TASK TO COMPLETE: Verbatim output of all the material below is required.
---------- RECORDS FOR THIS TASK
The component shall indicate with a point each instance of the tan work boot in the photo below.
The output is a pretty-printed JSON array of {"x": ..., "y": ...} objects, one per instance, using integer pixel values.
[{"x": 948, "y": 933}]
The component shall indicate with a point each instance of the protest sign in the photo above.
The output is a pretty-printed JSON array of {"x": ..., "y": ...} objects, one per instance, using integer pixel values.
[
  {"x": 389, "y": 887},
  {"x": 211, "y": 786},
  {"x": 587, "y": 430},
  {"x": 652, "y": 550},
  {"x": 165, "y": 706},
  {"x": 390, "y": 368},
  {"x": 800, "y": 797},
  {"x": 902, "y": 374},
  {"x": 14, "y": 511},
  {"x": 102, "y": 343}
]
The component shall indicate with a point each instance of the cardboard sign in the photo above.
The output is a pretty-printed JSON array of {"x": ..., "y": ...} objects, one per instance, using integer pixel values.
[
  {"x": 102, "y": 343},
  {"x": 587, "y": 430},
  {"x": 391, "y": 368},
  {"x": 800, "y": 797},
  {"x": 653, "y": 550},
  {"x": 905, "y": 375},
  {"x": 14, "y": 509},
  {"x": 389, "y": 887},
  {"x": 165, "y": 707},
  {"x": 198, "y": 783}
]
--------------------
SOLUTION FOR THIS EXERCISE:
The component shall indicate with a point each instance of the tan work boot in the photo below.
The output is a pretty-printed JSON array of {"x": ..., "y": ...} objects, one per instance, using integer pixel values.
[{"x": 948, "y": 933}]
The component shall indicate with a point each instance of the protest sign in the photo above.
The output is a pretty-printed JSON array of {"x": ..., "y": ...} objects, one per instance, using integer pixel values.
[
  {"x": 389, "y": 887},
  {"x": 211, "y": 786},
  {"x": 587, "y": 430},
  {"x": 652, "y": 550},
  {"x": 165, "y": 706},
  {"x": 390, "y": 368},
  {"x": 800, "y": 797},
  {"x": 902, "y": 374},
  {"x": 14, "y": 511},
  {"x": 102, "y": 343}
]
The component shall indicate with a point each instance of the cardboard sign in the photo above.
The output is a pretty-printed JSON array of {"x": ..., "y": ...} objects, one per instance, using integer pixel values.
[
  {"x": 102, "y": 343},
  {"x": 587, "y": 430},
  {"x": 391, "y": 368},
  {"x": 800, "y": 797},
  {"x": 653, "y": 550},
  {"x": 905, "y": 375},
  {"x": 14, "y": 509},
  {"x": 389, "y": 887},
  {"x": 165, "y": 707},
  {"x": 198, "y": 783}
]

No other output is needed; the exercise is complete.